The tribal laskhars (armed groups) were set up with the help of the military to counter the Taliban. Initially, these lahkars were very successful in driving out extremists who were firmly entrenched in different villages and small towns in the restive Khyber-Pakhtunkhwa province and in the Federally Administered Tribal areas.

"In many instances, people got together to force out the Taliban because they were fed up with their ways," recalls Khadim Husain of the Aryana Research Institute, based in Islamabad.

But now the Taliban has started to target the laskhars, alongwith military and government installations. And the military, which is fighting the Taliban on many fronts, has been unable to provide the much needed back up to the lashkars, who it is hoped will one day tilt the balance of power. “We are no longer capable of fighting them alone. We need the government’s help.”

Locals said that Wednesday's attack came in the Sheikh Neka Baba graveyard two kilometres north of Adezai, as locals were offering funeral prayers for a woman related to the head of an anti-Taliban lashkar.

Medics at Peshawar’s Lady Reading Hospital (LRH) said that 36 dead and 52 injured had been brought to the facility and 10 of the wounded were in serious condition. The death toll had risen to 37 by evening.

Peshawar police chief Liaqat Ali Khan told reporters at the scene that it was a suicide attack targeting the militia. He said that militants had been attacking these villages with conventional forces before. Now, after the militia had managed to beat them away, they were sending suicide bombers.

There are also wheels within wheels and the Zardari government's war against militancy is being blunted by right-wing parties at home. For one, almost all right-wing parties say that the suicide attacks in the country are a direct consequence of the drone strikes in the FATA and in Khyber Pakhtunkhwa.
********************
* [EXERCISE]: Retype the passage on the anti-Taliban lashkars from the words "Locals said that" through the words "37 by evening.".

[Saved entries]
********************
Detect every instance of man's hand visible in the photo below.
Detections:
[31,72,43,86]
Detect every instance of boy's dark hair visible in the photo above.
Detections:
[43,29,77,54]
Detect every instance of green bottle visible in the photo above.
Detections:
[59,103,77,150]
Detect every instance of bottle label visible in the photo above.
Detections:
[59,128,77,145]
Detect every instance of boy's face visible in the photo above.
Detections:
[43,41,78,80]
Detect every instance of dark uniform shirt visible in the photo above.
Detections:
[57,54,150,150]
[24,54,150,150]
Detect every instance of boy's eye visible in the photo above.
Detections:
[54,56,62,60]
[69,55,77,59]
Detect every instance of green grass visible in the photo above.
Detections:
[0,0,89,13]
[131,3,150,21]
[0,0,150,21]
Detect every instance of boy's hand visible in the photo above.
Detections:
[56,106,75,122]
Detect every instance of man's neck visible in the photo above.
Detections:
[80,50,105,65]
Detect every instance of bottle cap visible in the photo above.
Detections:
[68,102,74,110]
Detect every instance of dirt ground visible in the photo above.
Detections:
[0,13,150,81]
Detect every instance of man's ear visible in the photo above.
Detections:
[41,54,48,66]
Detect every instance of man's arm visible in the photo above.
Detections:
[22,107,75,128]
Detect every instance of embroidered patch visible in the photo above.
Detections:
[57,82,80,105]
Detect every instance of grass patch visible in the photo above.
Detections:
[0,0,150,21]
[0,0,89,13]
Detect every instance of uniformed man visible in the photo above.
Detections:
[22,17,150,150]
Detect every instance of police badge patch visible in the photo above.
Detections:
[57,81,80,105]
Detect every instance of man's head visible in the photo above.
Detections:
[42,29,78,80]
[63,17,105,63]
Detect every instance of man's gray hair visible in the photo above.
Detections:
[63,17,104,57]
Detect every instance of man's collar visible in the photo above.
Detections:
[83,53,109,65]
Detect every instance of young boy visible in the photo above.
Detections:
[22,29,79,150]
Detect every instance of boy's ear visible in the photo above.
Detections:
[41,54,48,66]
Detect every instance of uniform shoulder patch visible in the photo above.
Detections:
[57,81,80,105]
********************
* [RESULT OF THIS EXERCISE]:
Locals said that Wednesday's attack came in the Sheikh Neka Baba graveyard two kilometres north of Adezai, as locals were offering funeral prayers for a woman related to the head of an anti-Taliban lashkar.

Medics at Peshawar’s Lady Reading Hospital (LRH) said that 36 dead and 52 injured had been brought to the facility and 10 of the wounded were in serious condition. The death toll had risen to 37 by evening.